Task details. Copy the lines in the stretch from the line containing "Note: indicate the woman in" through the end of the records, keeping the requests, and offset every coordinate in the answers by adding 35 to it.

Records of labeled points
■ ■ ■ ■ ■ ■ ■

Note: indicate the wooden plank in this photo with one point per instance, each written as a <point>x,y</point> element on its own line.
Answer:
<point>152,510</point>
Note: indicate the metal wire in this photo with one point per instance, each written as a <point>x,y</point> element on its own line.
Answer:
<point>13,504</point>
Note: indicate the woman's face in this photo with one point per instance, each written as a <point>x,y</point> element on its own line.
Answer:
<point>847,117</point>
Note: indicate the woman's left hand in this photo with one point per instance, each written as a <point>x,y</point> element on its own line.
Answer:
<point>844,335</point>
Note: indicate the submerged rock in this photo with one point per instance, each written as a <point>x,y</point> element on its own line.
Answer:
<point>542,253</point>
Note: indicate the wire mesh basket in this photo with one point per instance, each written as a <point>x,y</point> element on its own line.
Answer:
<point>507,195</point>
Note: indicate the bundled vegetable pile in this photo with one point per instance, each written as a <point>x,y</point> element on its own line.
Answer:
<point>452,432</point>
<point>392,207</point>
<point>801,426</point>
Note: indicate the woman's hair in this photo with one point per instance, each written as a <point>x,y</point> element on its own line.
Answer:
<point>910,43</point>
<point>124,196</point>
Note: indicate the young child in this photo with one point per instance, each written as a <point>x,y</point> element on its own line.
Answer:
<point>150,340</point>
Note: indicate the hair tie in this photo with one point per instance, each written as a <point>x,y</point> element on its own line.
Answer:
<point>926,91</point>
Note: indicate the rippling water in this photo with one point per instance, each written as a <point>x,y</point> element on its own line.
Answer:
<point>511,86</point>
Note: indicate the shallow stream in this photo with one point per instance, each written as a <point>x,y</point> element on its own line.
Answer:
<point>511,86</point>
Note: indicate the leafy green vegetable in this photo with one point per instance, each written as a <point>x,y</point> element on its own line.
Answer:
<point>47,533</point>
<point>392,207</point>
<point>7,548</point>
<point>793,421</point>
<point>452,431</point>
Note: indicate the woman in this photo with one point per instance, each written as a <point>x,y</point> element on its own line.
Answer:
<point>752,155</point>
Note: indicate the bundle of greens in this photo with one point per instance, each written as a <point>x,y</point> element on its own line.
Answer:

■ ■ ■ ■ ■ ■ ■

Worked answer.
Note: indicate the woman in this photo with one point per instance, each written as a <point>x,y</point> element on its own line.
Answer:
<point>787,190</point>
Note: indicate the bundle of greens in this photo with one point per instance, each written as a <point>x,y</point> element on its own line.
Answer:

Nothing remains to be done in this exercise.